(Named-object pointing records)
==*==

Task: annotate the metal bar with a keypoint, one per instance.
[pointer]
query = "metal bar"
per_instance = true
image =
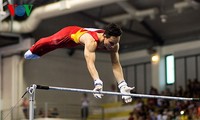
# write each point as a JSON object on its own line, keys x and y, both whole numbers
{"x": 115, "y": 93}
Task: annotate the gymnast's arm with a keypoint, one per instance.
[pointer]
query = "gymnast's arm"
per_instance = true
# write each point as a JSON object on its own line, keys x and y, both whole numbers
{"x": 117, "y": 69}
{"x": 89, "y": 53}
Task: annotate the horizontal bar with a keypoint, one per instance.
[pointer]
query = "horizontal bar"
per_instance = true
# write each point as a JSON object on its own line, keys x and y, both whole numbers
{"x": 115, "y": 93}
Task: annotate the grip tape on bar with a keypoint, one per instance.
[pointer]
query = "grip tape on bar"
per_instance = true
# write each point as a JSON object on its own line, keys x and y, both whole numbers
{"x": 42, "y": 87}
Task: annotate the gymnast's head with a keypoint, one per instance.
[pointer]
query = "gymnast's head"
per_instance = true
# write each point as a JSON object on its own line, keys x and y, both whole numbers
{"x": 112, "y": 35}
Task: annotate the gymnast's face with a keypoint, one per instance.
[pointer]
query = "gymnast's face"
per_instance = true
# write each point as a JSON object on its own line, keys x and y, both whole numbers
{"x": 110, "y": 42}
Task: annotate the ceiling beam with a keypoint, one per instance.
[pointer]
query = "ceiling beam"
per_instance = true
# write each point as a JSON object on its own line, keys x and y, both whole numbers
{"x": 156, "y": 37}
{"x": 124, "y": 29}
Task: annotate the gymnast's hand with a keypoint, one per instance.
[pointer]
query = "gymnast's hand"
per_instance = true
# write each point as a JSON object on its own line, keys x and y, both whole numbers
{"x": 98, "y": 87}
{"x": 124, "y": 89}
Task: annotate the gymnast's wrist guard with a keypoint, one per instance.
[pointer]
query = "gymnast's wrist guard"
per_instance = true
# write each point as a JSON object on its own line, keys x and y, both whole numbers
{"x": 98, "y": 82}
{"x": 121, "y": 84}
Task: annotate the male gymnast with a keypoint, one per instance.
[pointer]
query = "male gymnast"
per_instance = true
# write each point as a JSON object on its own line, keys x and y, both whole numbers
{"x": 92, "y": 39}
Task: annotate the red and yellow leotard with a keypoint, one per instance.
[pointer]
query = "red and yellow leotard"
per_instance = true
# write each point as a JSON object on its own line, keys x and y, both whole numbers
{"x": 67, "y": 37}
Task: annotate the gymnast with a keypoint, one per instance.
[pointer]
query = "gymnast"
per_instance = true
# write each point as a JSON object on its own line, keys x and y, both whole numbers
{"x": 92, "y": 39}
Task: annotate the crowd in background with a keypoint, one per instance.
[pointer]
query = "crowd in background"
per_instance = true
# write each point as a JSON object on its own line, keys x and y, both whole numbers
{"x": 163, "y": 109}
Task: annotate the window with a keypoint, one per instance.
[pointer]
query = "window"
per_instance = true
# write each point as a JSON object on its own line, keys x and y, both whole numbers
{"x": 169, "y": 68}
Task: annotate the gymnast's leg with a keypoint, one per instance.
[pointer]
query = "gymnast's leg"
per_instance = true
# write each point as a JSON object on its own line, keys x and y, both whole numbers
{"x": 47, "y": 44}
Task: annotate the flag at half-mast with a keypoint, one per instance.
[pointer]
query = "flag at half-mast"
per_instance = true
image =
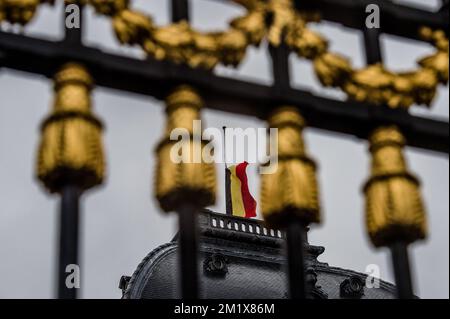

==*==

Reproduce the material from the line that contains "Task: annotate the window" through the end of the material, including the requests, and scale every x and y coordinate in the answers by 1.15, rounding to whole numbers with halves rounded up. Leave the pictures out of the answer.

Task: annotate the window with a keypoint, one per instance.
[pointer]
query = "window"
per_instance = true
# write each point as a JSON object on its own line, keys x and y, both whole numbers
{"x": 194, "y": 78}
Task: annotate the gymnast's leg with a keypoint, one per instance.
[pointer]
query = "gymnast's leg"
per_instance = true
# write each point as a JSON object on its own line, keys x and y, both whole numbers
{"x": 54, "y": 51}
Task: annotate the flag at half-mast with a keypoint, one per instance.
[pointer]
query = "flag at half-mast"
per_instance = true
image =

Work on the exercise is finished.